____ Supplied material

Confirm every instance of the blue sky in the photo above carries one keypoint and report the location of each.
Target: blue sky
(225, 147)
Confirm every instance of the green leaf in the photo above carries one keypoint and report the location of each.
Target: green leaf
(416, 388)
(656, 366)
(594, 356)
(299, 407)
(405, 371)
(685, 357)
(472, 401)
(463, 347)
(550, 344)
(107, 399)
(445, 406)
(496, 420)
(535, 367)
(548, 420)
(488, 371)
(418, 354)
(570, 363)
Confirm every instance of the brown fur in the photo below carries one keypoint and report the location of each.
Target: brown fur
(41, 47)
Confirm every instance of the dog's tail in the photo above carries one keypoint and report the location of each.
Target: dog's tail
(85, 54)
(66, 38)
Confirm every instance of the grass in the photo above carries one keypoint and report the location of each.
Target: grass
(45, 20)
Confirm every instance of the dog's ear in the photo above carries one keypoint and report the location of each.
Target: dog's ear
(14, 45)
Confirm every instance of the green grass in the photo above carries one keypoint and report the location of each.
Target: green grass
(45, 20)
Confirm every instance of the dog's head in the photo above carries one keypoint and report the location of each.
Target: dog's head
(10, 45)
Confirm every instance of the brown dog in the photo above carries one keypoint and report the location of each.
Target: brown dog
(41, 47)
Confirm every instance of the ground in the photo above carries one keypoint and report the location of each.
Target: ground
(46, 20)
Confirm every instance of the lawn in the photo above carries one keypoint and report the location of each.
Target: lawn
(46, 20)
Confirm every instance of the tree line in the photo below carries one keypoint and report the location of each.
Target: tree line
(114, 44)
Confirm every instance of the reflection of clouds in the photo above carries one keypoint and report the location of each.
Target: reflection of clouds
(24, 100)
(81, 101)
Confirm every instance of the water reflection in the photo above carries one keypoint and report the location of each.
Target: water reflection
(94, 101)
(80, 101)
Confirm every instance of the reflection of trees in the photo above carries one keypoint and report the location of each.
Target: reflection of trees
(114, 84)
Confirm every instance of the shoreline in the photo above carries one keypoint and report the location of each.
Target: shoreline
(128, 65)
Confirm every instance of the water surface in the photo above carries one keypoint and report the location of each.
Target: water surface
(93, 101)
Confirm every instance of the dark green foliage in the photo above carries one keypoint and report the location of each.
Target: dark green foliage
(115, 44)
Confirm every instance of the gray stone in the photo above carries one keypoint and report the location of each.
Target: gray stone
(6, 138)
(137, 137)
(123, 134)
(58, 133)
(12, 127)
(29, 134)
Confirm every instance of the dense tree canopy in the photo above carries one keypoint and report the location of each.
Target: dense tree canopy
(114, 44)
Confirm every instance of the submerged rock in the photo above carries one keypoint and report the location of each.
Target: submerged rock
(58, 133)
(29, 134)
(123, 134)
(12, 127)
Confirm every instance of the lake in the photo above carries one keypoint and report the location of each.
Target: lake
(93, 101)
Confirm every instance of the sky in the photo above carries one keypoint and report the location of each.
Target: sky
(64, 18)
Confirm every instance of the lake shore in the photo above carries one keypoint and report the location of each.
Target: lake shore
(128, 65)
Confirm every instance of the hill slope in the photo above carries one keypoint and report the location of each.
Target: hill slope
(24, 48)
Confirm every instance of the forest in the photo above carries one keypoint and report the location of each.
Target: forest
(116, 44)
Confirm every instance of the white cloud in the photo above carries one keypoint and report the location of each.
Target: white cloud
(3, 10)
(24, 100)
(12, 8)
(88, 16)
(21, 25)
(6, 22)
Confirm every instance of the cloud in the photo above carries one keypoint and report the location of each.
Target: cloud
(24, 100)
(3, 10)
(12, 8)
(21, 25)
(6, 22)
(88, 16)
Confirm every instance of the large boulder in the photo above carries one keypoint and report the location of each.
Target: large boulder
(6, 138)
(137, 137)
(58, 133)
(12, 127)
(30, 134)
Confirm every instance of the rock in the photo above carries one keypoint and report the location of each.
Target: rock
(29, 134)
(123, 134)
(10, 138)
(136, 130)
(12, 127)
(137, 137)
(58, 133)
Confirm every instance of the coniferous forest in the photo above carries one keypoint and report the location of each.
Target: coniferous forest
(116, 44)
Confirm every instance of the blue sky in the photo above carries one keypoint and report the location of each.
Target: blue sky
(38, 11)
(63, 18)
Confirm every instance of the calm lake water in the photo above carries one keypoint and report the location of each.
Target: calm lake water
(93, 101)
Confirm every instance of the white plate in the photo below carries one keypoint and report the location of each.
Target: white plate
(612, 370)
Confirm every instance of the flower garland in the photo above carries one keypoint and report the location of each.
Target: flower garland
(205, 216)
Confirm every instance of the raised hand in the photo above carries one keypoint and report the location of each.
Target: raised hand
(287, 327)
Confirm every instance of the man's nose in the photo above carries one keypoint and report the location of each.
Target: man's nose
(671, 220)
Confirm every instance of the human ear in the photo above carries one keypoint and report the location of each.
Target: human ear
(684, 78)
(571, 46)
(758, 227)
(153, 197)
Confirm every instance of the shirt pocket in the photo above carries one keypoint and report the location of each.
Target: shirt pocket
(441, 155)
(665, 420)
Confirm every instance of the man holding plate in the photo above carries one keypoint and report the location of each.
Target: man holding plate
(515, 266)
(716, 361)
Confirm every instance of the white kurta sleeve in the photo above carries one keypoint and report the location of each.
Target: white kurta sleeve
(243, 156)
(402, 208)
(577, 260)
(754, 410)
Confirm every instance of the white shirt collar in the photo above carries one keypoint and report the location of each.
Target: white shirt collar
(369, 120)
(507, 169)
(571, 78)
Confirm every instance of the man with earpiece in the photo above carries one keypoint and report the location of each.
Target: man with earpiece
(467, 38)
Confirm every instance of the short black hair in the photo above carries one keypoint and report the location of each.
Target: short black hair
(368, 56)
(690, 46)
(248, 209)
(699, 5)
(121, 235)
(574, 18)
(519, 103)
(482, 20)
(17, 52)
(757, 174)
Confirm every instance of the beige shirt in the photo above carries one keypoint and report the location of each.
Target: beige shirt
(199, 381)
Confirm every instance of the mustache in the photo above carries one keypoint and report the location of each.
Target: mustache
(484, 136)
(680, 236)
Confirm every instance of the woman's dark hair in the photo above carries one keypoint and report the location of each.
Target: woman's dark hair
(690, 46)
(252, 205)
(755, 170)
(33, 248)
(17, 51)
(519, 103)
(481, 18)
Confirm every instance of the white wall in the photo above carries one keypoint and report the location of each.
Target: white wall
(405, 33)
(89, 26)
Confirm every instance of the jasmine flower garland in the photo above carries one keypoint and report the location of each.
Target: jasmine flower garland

________

▸ Task
Transcribe all the entries, keeping each one exactly as it is.

▸ Output
Confirm every instance of the blue sky in the photo above carries one keypoint and report the location of each.
Target: blue sky
(225, 147)
Confirm every instance of the green leaf in the photo above carries one keypoint and report the location of each.
Target: green leaf
(416, 388)
(656, 366)
(594, 356)
(299, 407)
(405, 371)
(685, 357)
(472, 401)
(463, 347)
(550, 344)
(107, 399)
(445, 406)
(496, 420)
(535, 367)
(548, 420)
(488, 371)
(418, 354)
(570, 363)
Confirm every instance of the brown fur in the photo below carries one keypoint and report the location of each.
Target: brown fur
(41, 47)
Confirm every instance of the dog's tail in the photo above carries one keypoint and report the location of each.
Target: dog's tail
(85, 54)
(66, 38)
Confirm every instance of the grass in the photo above carries one keypoint and report the location of each.
Target: grass
(45, 20)
Confirm every instance of the dog's ear in the photo above carries one keypoint and report the location of each.
Target: dog's ear
(14, 45)
Confirm every instance of the green grass in the photo above carries one keypoint and report the location of each.
Target: green grass
(45, 20)
Confirm every instance of the dog's head in the photo above carries one keypoint and report the location of each.
Target: dog's head
(10, 45)
Confirm every instance of the brown dog in the photo above carries one keypoint and report the location of each.
Target: brown dog
(41, 47)
Confirm every instance of the ground in the photo above carries one keypoint and report the location of each.
Target: ground
(46, 20)
Confirm every instance of the lawn in the photo above carries one keypoint and report the location of each.
Target: lawn
(46, 20)
Confirm every instance of the tree line in the photo below carries one keypoint and report the location of each.
Target: tree line
(114, 44)
Confirm every instance of the reflection of clouds in the photo above carries one keypoint and report the location of each.
Target: reflection of clouds
(24, 100)
(81, 101)
Confirm every instance of the water reflection in the photo above carries one keypoint and report the location of each.
Target: water reflection
(94, 101)
(80, 101)
Confirm every instance of the reflection of trees in the photo above carries one keypoint and report the location of each.
Target: reflection of trees
(114, 84)
Confirm every instance of the shoreline in the photo above carries one keypoint and report the location of each.
Target: shoreline
(128, 65)
Confirm every instance of the water surface in the photo above carries one keypoint and report the location of each.
Target: water surface
(93, 101)
Confirm every instance of the dark green foliage in the photo above carries one keypoint and report the location of each.
Target: dark green foliage
(115, 44)
Confirm every instance of the gray stone in the photo above carries one keypoint and report the location of each.
Target: gray stone
(6, 138)
(137, 137)
(123, 134)
(58, 133)
(12, 127)
(29, 134)
Confirm every instance of the dense tree canopy in the photo above carries one keypoint and report the location of each.
Target: dense tree canopy
(114, 44)
Confirm every instance of the submerged rock in the photo above carries one keypoint and report the location of each.
Target: submerged rock
(58, 133)
(29, 134)
(123, 134)
(12, 127)
Confirm every instance of the lake in the photo above carries one keypoint and report the location of each.
Target: lake
(93, 101)
Confirm every instance of the sky in the photo above carries one keypoint and report the location of each.
Target: sky
(64, 18)
Confirm every instance of the lake shore in the photo above carries one keypoint and report the location of each.
Target: lake shore
(128, 65)
Confirm every instance of the hill slope in the photo above carries one keypoint and report the location of each.
Target: hill slope
(24, 48)
Confirm every instance of the forest in the photo above carries one keypoint and report the location of each.
Target: forest
(116, 44)
Confirm every instance of the white cloud in the photo above carries one keypoint and report the location of each.
Target: white cloud
(3, 10)
(24, 100)
(12, 8)
(88, 16)
(21, 25)
(6, 22)
Confirm every instance of the cloud in the photo above carries one keypoint and report the location of each.
Target: cloud
(24, 100)
(3, 10)
(12, 8)
(21, 25)
(6, 22)
(88, 16)
Confirm every instance of the large boulder in the photo above carries one keypoint and report the location of each.
Target: large boulder
(6, 138)
(137, 137)
(58, 133)
(12, 127)
(30, 134)
Confirm every instance of the rock in the photo above carries one keypoint and report the location of each.
Target: rock
(29, 134)
(123, 134)
(10, 138)
(136, 130)
(12, 127)
(137, 137)
(58, 133)
Confirm every instance of the coniferous forest in the photo above carries one keypoint and report the location of each.
Target: coniferous forest
(116, 44)
Confirm every instance of the blue sky in the photo above carries one keypoint and report the location of each.
Target: blue sky
(38, 11)
(63, 18)
Confirm every instance of the calm lake water in the photo above carries one keypoint and report the location of each.
Target: calm lake water
(93, 101)
Confirm every instance of the white plate in the photo below carries one keypoint and report the location of each.
Target: white plate
(612, 370)
Confirm every instance of the flower garland in the photo above carries one keypoint and report the location of each.
Target: flower garland
(205, 216)
Confirm every instance of the raised hand in the photo above carries one keypoint and report the location of each.
Target: raised hand
(287, 327)
Confirm every instance of the man's nose in the photo above carries one keypoint and report the location of each.
Target: man's nose
(671, 220)
Confirm every instance of the human ear in the photo above carries one keypoint and report the location of each.
Target: human ear
(684, 78)
(571, 46)
(758, 227)
(153, 197)
Confirm every instance of the shirt pocket in the photo above carries one keypoint and report the location of each.
Target: shirt pocket
(441, 155)
(665, 420)
Confirm every instance of the man holding plate in the photo above carries one keypoint and report the location of each.
Target: man holding plate
(515, 266)
(716, 361)
Confirm every instance of the white kurta sleeve in the photo above carries one keypoint and report the location of each.
Target: white kurta sleeve
(243, 156)
(402, 208)
(577, 260)
(754, 410)
Confirm every instance of the white shirt collar in the photo above carries one keypoint and report the location of each.
Target: white shirt collar
(369, 120)
(507, 169)
(571, 78)
Confirm every instance of the man with earpiece in the photo above carries one keypoint and report the location of each.
Target: man with earpiece
(467, 38)
Confirm every instance of the short black hair in the photo above carries one keypoint and report the location of each.
Target: short black hair
(368, 56)
(690, 46)
(248, 209)
(699, 5)
(121, 235)
(574, 18)
(519, 103)
(482, 20)
(17, 52)
(757, 174)
Confirm every instance of the beige shirt in the photo above carries one keypoint and report the location of each.
Target: beige shirt
(199, 381)
Confirm every instance of the mustache in the photo above carries one keypoint and report the location of each.
Target: mustache
(484, 136)
(680, 236)
Confirm every instance of the woman's dark hair in the photo above carries one keypoint and report the location of each.
Target: woman's dark hair
(690, 46)
(252, 205)
(755, 170)
(33, 248)
(17, 51)
(519, 103)
(481, 18)
Confirm every instance of the white wall in the photo above carries one keypoint and report the location of each.
Target: white wall
(405, 33)
(89, 26)
Confirm every instance of the jasmine flower garland in the photo above carries one keypoint and report the location of each.
Target: jasmine flower garland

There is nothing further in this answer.